(Material to process)
┏━━

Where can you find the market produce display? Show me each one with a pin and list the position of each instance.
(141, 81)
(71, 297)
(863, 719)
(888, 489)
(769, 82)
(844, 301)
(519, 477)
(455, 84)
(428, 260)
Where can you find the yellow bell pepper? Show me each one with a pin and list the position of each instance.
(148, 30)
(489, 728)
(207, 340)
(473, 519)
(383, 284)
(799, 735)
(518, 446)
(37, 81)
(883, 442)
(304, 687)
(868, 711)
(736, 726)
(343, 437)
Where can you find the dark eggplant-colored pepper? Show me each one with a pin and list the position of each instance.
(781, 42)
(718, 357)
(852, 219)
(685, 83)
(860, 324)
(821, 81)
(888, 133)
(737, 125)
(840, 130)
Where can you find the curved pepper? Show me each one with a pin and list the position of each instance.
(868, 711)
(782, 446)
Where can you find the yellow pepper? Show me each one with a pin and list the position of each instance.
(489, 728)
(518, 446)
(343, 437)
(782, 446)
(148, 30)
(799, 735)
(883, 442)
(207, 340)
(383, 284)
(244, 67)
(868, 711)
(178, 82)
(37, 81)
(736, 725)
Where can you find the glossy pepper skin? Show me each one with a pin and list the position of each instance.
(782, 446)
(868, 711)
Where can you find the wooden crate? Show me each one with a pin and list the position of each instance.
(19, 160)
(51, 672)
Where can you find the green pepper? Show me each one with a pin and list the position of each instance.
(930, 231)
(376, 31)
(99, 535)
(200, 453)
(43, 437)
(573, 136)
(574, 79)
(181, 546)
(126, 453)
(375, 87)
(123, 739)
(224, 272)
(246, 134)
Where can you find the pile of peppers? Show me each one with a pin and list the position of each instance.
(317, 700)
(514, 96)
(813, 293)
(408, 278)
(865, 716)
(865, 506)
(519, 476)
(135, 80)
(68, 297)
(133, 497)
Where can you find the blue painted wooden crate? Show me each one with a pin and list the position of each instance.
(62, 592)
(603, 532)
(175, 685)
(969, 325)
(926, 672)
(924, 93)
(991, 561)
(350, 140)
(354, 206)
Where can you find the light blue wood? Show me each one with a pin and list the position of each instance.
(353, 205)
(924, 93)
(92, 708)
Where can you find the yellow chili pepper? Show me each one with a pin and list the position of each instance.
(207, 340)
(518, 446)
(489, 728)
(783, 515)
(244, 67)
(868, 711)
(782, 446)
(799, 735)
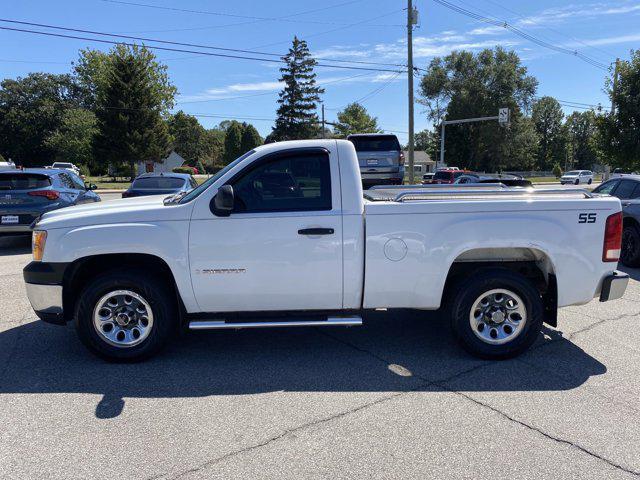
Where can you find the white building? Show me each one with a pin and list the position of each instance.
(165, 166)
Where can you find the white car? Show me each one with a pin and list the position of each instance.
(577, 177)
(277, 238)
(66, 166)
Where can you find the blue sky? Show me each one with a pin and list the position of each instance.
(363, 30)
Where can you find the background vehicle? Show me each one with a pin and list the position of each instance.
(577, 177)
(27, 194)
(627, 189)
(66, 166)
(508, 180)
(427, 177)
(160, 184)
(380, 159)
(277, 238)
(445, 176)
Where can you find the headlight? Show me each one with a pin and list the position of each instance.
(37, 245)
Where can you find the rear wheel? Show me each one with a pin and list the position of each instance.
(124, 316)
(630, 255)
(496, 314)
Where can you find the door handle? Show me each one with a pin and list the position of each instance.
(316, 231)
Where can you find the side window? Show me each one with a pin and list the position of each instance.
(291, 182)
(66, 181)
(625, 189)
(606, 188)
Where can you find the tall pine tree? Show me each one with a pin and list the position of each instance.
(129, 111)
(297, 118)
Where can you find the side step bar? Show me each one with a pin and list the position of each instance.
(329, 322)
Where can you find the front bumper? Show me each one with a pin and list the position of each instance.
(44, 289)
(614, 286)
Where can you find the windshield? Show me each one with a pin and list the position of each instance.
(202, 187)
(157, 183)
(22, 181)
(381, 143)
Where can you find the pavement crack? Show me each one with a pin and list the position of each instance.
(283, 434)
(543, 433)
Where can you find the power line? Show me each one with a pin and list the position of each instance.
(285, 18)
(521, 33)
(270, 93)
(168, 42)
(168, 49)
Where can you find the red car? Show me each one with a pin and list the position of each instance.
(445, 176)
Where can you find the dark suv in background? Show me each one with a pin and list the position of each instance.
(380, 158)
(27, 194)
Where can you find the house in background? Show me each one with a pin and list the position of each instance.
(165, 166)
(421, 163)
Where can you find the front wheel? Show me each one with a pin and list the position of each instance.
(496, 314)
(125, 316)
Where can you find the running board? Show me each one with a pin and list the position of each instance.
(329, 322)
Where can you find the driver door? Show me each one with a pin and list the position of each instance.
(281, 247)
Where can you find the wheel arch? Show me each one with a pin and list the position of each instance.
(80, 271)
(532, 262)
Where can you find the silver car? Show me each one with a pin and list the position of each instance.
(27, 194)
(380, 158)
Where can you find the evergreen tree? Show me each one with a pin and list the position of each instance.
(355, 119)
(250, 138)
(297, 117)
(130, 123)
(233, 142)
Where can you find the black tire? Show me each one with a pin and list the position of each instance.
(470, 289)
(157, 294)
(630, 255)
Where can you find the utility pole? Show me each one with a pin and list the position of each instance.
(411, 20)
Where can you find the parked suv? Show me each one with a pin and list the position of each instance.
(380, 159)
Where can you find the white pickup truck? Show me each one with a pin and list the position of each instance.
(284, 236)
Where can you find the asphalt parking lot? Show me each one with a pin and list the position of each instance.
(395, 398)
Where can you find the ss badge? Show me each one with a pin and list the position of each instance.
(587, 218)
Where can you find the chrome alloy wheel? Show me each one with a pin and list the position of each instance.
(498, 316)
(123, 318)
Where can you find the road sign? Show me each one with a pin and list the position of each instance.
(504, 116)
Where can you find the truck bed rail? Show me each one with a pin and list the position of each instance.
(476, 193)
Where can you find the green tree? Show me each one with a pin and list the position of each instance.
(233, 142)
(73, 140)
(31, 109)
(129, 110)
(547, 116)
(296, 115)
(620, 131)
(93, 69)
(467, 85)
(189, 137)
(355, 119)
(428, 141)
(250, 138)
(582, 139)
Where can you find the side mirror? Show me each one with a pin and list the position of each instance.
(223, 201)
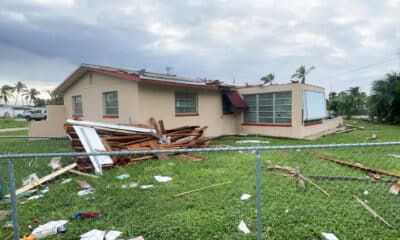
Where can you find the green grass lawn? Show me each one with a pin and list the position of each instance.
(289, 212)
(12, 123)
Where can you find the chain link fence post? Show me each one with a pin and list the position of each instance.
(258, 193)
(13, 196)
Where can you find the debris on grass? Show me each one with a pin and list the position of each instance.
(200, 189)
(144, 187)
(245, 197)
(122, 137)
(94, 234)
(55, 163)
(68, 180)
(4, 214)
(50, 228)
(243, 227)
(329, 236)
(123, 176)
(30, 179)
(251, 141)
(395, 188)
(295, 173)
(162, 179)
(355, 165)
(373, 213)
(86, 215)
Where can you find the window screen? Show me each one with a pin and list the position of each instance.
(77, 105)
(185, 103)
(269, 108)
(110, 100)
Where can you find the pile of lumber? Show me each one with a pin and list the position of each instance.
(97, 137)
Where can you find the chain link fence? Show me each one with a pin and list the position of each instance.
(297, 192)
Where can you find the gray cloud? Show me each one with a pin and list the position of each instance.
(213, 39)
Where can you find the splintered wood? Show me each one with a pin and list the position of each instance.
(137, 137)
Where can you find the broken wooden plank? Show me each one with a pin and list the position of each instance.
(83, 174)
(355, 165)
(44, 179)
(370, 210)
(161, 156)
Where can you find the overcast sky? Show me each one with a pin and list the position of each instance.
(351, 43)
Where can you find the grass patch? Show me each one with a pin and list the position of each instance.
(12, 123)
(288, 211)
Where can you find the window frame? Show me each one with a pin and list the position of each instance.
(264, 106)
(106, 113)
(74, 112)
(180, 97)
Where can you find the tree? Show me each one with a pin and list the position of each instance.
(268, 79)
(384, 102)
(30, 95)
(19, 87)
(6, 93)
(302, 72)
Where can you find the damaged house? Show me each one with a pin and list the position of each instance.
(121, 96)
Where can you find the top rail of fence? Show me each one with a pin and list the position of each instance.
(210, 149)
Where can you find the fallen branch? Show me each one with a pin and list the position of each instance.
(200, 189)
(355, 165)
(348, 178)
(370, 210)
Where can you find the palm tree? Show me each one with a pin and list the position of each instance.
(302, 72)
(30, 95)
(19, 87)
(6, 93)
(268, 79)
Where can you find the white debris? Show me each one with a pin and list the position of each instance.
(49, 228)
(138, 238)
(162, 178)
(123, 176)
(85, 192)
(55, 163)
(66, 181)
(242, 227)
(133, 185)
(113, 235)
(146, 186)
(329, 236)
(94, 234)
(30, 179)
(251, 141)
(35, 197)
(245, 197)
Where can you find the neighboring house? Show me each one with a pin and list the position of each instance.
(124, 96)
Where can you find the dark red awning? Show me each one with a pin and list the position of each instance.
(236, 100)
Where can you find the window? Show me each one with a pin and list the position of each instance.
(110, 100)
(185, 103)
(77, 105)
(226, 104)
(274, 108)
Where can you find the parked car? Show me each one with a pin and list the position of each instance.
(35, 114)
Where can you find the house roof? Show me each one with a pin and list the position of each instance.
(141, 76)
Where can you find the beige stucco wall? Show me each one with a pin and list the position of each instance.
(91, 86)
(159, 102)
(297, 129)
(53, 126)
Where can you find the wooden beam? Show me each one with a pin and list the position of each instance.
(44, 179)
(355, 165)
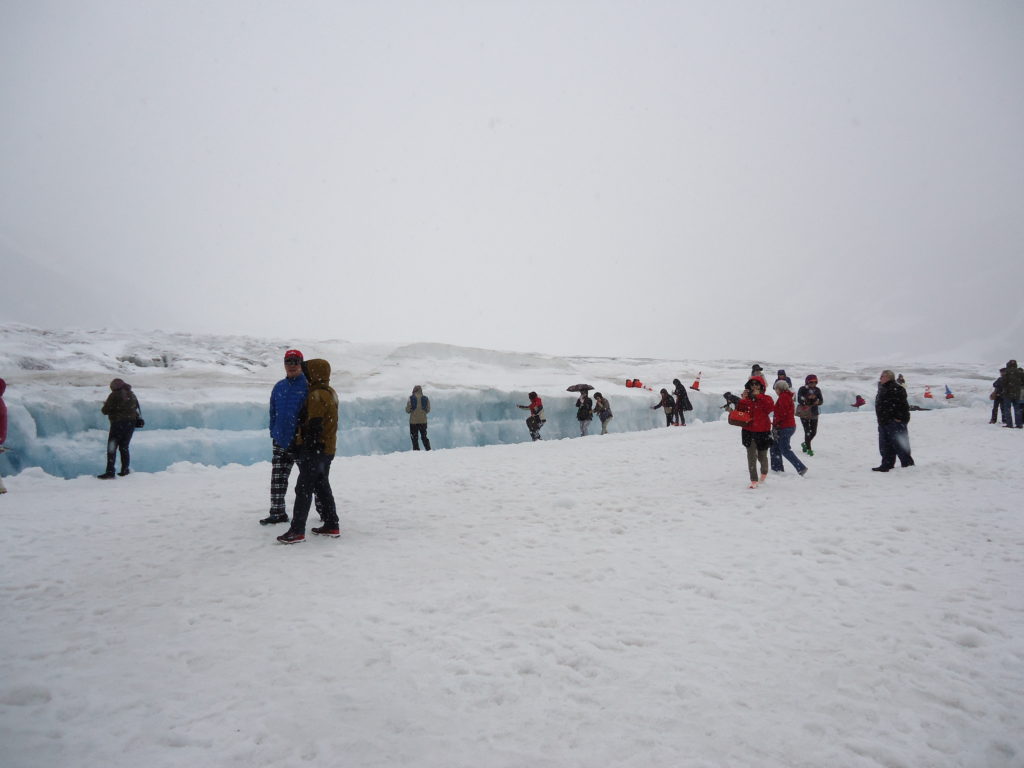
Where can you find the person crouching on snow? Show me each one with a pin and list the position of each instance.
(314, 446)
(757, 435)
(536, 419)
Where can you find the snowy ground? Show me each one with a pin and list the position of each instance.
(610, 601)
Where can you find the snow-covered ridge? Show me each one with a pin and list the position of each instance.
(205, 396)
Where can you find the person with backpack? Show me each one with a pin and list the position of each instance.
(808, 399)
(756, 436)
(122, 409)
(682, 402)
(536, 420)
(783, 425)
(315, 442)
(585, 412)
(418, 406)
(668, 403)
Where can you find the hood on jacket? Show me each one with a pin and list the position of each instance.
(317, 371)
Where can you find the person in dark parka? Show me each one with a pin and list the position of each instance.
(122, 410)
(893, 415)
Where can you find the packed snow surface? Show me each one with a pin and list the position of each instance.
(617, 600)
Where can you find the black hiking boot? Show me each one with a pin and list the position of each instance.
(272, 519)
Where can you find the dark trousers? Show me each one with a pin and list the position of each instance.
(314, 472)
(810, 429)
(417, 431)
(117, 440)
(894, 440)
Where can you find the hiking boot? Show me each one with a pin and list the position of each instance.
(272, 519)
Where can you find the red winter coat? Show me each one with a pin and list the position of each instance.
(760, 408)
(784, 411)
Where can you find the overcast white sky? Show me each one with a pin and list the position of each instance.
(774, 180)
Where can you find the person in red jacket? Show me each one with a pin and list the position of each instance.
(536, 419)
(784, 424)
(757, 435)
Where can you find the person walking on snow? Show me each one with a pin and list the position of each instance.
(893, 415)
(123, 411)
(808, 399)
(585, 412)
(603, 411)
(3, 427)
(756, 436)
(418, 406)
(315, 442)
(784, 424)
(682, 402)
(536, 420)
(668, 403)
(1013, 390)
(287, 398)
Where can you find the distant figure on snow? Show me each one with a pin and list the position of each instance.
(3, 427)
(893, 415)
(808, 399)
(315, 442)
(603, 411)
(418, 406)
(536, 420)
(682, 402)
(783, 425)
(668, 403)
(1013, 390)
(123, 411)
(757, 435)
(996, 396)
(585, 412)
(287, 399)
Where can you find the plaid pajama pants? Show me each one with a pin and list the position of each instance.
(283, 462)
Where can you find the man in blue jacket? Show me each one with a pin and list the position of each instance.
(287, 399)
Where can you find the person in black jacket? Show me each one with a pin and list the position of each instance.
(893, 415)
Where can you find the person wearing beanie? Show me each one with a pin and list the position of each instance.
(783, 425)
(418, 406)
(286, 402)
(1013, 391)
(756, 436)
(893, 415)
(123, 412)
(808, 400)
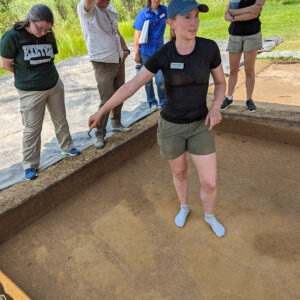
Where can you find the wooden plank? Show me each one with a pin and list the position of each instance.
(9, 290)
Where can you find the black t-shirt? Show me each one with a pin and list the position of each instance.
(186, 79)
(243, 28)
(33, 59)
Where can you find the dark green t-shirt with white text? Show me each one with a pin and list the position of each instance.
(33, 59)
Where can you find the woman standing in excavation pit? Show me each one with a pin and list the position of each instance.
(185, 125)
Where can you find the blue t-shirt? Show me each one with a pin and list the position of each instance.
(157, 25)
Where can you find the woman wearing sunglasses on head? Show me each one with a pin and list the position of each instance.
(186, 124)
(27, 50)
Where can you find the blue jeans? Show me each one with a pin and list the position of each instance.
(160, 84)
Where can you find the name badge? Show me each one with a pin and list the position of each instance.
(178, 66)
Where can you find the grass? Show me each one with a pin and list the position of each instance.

┗━━

(Goal of the exercise) Write out, exactly as they stand, the line with "Where can you find the person wearing" and every line after it through the end of the entries above; omit the pictures.

(Result of this task)
Where can you find the person wearing beanie? Show me each one with a pin and list the position of each instance.
(783, 425)
(418, 406)
(286, 402)
(1013, 391)
(756, 436)
(893, 415)
(123, 412)
(808, 400)
Where can you find the wooden plank? Show me each one with a pin and list the position of each instance.
(9, 290)
Where can you find the black t-shirt? Show me each one with a pin and list the position of each instance.
(186, 79)
(243, 28)
(33, 59)
Where can you find the dark green t-shirt with white text? Show me each one with a pin and list the position of each instance.
(33, 59)
Where can you find the woman standing in excavation pit? Show me each one with a pin and list the position of each instance.
(185, 125)
Where can you find the blue t-shirt? Show me each one with a pin and list the position of each instance.
(157, 25)
Where can you find the woman wearing sunglasses on head? Show me each one with a pin and list the position of each instance.
(186, 124)
(27, 50)
Where can you find the blue jeans? Show me each one with a pin and list the position of each instance.
(160, 84)
Where can you find the name badge? Show me each one with a pin and list the position of each instance.
(178, 66)
Where can you find the grass? Show me each one with a pin and list the position of each instance.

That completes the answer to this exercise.